§ **TASK DESCRIPTION**
Edit the listing lines starting at the one containing "Kindly put a point on every instance of the ski track" and ending at the end of the listing, replacing "ski track" with "ski trail" and leaving everything else unchanged.

Point placement listing:
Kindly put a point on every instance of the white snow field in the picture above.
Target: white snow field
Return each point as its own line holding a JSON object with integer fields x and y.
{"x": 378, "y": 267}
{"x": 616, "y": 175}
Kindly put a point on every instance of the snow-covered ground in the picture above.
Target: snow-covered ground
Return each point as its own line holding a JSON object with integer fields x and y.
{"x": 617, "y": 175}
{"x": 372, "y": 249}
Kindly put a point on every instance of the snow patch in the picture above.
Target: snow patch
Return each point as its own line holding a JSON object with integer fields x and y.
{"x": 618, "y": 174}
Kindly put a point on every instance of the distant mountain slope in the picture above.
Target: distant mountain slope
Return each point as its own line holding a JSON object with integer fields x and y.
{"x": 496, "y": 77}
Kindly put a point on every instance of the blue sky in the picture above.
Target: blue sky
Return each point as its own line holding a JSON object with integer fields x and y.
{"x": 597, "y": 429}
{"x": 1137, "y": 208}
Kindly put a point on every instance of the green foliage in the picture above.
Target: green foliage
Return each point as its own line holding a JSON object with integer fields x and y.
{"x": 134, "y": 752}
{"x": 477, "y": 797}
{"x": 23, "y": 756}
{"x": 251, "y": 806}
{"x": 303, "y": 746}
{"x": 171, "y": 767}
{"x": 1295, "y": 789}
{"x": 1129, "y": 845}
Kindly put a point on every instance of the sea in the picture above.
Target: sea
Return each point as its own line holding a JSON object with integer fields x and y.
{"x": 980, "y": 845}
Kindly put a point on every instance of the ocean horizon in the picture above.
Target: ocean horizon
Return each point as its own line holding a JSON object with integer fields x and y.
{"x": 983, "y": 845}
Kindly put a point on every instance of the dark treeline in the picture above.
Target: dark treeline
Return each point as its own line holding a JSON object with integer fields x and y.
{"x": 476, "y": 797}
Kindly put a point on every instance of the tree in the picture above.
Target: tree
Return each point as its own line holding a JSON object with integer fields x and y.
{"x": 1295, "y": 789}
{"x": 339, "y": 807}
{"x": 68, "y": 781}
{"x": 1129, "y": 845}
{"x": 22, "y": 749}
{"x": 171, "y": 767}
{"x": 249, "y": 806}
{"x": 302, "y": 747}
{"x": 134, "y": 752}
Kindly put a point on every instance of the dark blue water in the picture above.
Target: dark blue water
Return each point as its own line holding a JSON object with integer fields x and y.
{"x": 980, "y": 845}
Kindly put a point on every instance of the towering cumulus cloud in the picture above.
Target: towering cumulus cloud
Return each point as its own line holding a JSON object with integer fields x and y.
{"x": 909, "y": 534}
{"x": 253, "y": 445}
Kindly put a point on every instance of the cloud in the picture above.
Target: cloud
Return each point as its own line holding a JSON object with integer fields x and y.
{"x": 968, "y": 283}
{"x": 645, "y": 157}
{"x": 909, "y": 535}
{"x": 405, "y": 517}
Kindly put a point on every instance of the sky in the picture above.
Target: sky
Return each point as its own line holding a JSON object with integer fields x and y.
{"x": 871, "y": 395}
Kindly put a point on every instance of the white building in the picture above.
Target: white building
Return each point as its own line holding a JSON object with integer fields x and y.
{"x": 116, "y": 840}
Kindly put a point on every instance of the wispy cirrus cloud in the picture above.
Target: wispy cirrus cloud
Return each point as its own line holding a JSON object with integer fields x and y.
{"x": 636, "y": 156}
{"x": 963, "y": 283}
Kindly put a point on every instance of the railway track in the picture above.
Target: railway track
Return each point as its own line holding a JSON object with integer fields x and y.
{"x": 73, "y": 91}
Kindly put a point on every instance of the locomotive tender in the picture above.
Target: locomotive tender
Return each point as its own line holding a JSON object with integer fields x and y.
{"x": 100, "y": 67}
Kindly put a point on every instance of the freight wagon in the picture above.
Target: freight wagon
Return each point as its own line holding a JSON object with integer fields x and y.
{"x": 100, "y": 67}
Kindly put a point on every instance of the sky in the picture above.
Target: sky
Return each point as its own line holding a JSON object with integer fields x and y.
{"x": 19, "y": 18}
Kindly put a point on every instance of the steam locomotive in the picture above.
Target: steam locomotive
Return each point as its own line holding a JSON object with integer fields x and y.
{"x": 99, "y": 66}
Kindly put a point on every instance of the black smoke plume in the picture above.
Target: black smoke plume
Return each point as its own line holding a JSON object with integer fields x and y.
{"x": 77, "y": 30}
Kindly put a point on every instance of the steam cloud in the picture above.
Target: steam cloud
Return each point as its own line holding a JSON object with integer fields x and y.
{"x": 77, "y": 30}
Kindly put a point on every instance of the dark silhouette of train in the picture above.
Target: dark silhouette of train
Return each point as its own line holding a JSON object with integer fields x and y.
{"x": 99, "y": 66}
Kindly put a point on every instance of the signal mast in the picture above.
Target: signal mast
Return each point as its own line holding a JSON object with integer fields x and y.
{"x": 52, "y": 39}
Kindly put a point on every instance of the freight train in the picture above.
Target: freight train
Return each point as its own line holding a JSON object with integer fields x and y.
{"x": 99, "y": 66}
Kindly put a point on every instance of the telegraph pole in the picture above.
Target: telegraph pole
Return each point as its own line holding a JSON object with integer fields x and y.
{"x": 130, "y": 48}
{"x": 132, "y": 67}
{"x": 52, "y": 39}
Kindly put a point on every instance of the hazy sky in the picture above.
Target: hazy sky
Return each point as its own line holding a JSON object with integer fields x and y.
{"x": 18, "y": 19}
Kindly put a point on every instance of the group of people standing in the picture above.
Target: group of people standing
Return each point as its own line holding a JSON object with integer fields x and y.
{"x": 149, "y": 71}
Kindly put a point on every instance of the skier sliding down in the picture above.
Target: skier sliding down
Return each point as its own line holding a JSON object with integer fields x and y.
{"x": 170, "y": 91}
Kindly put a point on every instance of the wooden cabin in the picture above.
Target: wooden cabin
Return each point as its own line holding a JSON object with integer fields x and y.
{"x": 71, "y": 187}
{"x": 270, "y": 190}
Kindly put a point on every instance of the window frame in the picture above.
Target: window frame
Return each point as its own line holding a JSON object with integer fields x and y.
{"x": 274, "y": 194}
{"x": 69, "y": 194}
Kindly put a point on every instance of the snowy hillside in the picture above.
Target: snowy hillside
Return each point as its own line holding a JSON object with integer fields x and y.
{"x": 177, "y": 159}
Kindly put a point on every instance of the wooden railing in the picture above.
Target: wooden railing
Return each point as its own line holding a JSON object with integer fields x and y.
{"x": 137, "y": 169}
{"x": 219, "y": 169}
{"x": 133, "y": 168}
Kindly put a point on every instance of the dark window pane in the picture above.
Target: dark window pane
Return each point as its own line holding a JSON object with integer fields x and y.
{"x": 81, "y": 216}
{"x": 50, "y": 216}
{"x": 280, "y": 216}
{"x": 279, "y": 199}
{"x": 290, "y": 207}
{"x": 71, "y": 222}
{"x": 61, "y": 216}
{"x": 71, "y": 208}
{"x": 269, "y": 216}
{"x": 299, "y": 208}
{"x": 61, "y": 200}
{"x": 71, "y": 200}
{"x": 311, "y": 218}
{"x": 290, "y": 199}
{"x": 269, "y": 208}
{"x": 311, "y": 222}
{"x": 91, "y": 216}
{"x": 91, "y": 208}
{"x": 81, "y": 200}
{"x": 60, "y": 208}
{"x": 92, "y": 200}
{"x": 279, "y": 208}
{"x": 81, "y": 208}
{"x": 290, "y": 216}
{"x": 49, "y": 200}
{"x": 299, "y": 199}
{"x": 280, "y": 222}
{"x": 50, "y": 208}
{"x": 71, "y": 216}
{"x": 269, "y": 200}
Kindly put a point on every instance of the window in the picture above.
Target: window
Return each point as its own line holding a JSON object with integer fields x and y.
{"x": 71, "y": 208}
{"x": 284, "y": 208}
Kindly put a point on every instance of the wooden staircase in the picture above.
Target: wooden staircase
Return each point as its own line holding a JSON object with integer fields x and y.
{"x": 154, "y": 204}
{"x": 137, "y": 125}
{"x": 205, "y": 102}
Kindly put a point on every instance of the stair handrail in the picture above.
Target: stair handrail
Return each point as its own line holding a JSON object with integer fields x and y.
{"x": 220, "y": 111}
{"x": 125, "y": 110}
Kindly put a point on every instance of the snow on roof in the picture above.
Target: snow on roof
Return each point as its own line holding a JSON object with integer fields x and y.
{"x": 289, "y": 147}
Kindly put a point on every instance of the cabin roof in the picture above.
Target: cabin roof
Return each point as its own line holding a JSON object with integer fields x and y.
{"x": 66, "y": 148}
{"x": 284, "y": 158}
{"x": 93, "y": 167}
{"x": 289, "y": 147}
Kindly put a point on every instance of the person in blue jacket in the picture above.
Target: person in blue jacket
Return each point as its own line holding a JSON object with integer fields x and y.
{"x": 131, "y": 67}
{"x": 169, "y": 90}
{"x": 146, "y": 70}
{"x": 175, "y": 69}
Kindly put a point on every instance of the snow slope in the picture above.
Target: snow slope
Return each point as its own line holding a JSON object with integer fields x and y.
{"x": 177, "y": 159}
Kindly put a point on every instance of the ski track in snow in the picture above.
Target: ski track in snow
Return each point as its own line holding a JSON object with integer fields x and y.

§ **EXERCISE OUTPUT**
Kindly put a point on every instance of the ski trail in snow in the picture above.
Target: ski trail in snow
Return each point as its own line holding a JSON object with integer fields x and y.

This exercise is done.